#### WHAT IS REQUIRED:
Print each of the entries exactly, leaving nothing out.

#### INPUT DATA:
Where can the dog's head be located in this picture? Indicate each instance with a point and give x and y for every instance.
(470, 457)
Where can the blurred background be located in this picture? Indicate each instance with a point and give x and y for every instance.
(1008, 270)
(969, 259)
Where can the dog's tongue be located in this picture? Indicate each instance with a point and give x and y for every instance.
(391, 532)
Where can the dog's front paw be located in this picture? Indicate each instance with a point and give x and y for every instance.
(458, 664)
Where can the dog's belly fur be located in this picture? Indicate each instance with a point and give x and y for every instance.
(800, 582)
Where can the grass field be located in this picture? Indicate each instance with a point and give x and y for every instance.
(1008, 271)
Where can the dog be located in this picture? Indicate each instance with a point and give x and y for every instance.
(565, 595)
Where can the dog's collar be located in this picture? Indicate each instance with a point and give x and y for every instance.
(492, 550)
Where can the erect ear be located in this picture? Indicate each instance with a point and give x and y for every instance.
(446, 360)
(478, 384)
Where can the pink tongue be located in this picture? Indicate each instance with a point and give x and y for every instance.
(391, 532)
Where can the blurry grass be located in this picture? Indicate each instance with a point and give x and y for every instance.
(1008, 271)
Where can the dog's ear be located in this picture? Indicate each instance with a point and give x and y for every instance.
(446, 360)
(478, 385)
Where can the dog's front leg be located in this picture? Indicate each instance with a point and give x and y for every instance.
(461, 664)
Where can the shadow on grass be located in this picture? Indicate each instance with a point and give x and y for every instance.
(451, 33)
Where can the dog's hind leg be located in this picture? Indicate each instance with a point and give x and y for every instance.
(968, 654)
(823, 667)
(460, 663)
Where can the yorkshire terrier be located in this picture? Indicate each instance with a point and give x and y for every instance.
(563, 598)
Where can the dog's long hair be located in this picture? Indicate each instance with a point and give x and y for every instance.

#### FULL SOLUTION:
Where can the dog's head be located in this picture? Indicate each instance with a point and give x and y for every instance.
(470, 457)
Where can the blurred background be located in this picture? Indicate each instance with a point and give x and y for every instance.
(1008, 270)
(969, 259)
Where can the dog's tongue be located in this picture? Indicate each instance with a point and give x and y for every instance.
(391, 532)
Where can the dog's front paw be located in this picture? Indicate each instance with a point and give x and y for every instance.
(458, 664)
Where can the dog's belly fur be located in this picture? Indicate each instance with a point and give x and y for every instance.
(800, 582)
Where can the grass field be located in this picture? Indicate each instance with a point and give x and y for every instance.
(1008, 271)
Where can the dog be located in this picture? Indicate each instance with a point and give x and y for every instance.
(565, 595)
Where can the dog's collar be located in this picture? Indicate each instance with a point and give x and y for every instance.
(492, 550)
Where can the erect ear be located in this picture? Indicate each instance with a point and give x and y for every instance.
(446, 360)
(478, 384)
Where can the pink tongue be located in this picture? Indicate each instance with a point and give x and y for every instance.
(391, 532)
Where can the blurry grass be located in this picture? Indicate each instance with a point and give x and y for every instance.
(1008, 271)
Where can the dog's ear be located in this picture? Indicate each instance with a point and give x and y for every instance.
(446, 360)
(478, 385)
Where can the dog's front leg be located in this picture? Indicate each instance with a point and give x and y for every instance.
(461, 664)
Where can the shadow on grass be located in this picture? Indicate each instance with a point and give x and y for every instance.
(451, 33)
Where can the dog's hind leg be located in this picture? Indicate each instance with a point and give x and y for every instance.
(968, 654)
(823, 667)
(460, 663)
Where can the yorkshire terrier be located in this picture? Indicate each instance with a point and give x and y for every instance.
(563, 598)
Where can the dog's long hair be located in this picture? Indicate each instance with a point and give x and y for every instance.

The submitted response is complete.